Problem description >> Resize the listing from the line containing "[trace] arched window" through the end of the listing, both ends included, and reproduce only those lines with the requests included. Multiply every coordinate in the answers by 0.85 and round it to a whole number, rounding halves up, but leave the requests and their format samples unchanged.

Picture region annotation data
* * * *

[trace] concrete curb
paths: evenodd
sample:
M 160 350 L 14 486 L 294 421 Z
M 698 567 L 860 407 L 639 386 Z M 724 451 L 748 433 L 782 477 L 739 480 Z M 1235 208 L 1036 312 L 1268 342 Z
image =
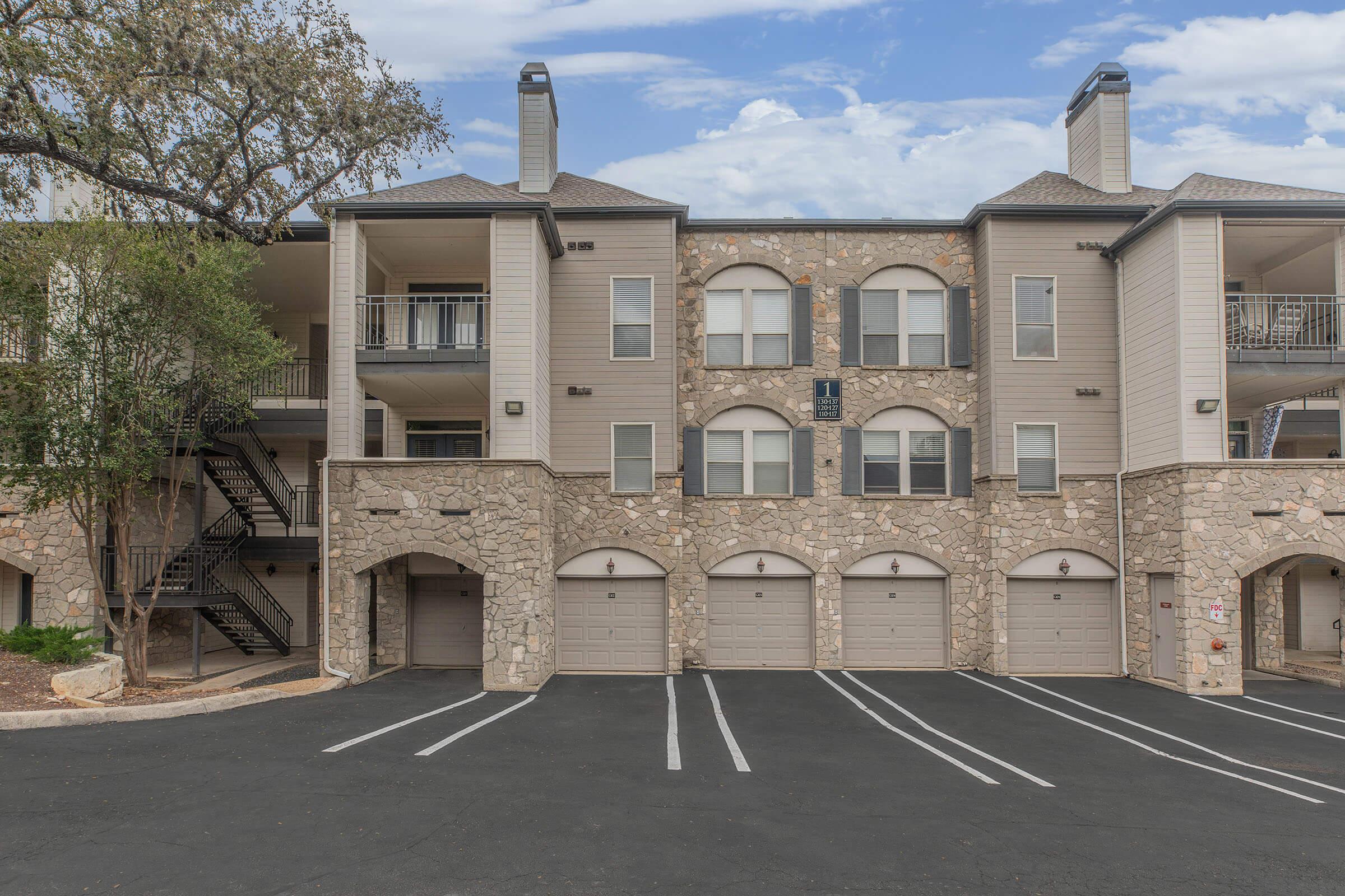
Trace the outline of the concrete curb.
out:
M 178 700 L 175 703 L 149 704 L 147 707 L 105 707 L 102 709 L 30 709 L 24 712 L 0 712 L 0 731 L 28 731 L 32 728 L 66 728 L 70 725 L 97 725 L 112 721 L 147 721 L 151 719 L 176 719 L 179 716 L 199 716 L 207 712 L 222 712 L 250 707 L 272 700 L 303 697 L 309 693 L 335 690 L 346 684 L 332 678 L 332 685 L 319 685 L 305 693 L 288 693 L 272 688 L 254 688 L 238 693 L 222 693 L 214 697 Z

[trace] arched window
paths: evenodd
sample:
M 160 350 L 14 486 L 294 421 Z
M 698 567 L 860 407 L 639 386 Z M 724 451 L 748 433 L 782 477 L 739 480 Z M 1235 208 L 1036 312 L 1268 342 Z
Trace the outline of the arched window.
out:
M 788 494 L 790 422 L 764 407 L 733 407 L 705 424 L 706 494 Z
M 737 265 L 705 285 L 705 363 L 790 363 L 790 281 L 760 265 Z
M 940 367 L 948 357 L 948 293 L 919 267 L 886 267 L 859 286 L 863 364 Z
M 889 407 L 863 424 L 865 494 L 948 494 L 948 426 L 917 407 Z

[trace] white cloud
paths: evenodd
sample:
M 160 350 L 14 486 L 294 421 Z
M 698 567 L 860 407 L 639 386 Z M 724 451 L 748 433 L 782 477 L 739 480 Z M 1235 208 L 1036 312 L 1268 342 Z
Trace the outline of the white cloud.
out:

* * * *

Answer >>
[trace] arched window
paths: evenodd
sample:
M 160 350 L 14 486 L 294 421 Z
M 698 567 L 860 407 L 639 386 Z M 724 451 L 748 433 L 782 477 L 739 480 Z M 1235 208 L 1036 312 L 1268 342 Z
Trace the outline of the arched window.
out:
M 670 420 L 672 359 L 649 346 L 623 346 L 599 360 L 600 420 Z
M 626 225 L 599 242 L 599 309 L 672 309 L 672 239 L 646 225 Z
M 799 312 L 806 303 L 806 249 L 781 227 L 753 227 L 730 243 L 734 309 Z
M 756 346 L 734 360 L 735 420 L 806 420 L 806 362 L 779 346 Z

[trace] white cloud
paths: evenodd
sample:
M 160 350 L 14 486 L 294 421 Z
M 698 567 L 860 407 L 639 386 Z M 724 451 L 748 433 L 782 477 L 739 480 Z M 1235 208 L 1036 312 L 1268 342 Z
Trace the outline of the white cloud.
out:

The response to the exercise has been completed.